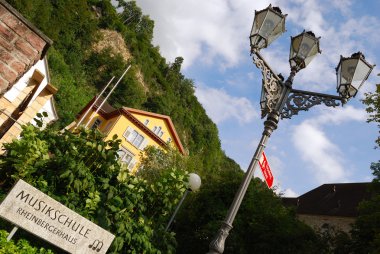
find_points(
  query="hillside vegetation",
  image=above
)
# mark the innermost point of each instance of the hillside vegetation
(82, 62)
(93, 42)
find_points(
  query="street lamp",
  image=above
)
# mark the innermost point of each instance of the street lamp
(279, 100)
(193, 185)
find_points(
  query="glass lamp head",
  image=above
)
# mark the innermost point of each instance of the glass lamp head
(352, 72)
(267, 26)
(304, 47)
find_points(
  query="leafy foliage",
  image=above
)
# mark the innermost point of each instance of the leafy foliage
(73, 168)
(76, 167)
(372, 101)
(21, 246)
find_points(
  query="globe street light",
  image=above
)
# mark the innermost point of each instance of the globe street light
(279, 100)
(193, 185)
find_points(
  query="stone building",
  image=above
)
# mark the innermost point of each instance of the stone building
(334, 204)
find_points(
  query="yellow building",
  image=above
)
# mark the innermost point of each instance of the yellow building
(25, 88)
(136, 128)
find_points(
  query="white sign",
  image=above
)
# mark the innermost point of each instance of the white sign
(34, 211)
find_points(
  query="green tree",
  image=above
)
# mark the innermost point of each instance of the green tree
(77, 167)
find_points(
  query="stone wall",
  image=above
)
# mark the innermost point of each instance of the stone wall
(21, 46)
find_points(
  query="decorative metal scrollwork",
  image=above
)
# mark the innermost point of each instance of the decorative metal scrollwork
(271, 86)
(298, 101)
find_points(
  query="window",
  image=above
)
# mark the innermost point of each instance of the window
(96, 123)
(135, 138)
(126, 157)
(138, 139)
(108, 126)
(157, 130)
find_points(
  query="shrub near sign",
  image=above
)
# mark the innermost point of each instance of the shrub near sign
(34, 211)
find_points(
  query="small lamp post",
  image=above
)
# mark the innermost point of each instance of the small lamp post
(193, 185)
(279, 100)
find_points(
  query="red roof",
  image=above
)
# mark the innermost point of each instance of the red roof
(107, 111)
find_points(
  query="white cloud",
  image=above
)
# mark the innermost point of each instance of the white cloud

○ ○ ○ ○ ○

= TASK =
Please display each line of the rows above that contains the word "globe". Case counts.

= SOLVED PROBLEM =
  query="globe street light",
# mark the innermost point of each instance of the globe street light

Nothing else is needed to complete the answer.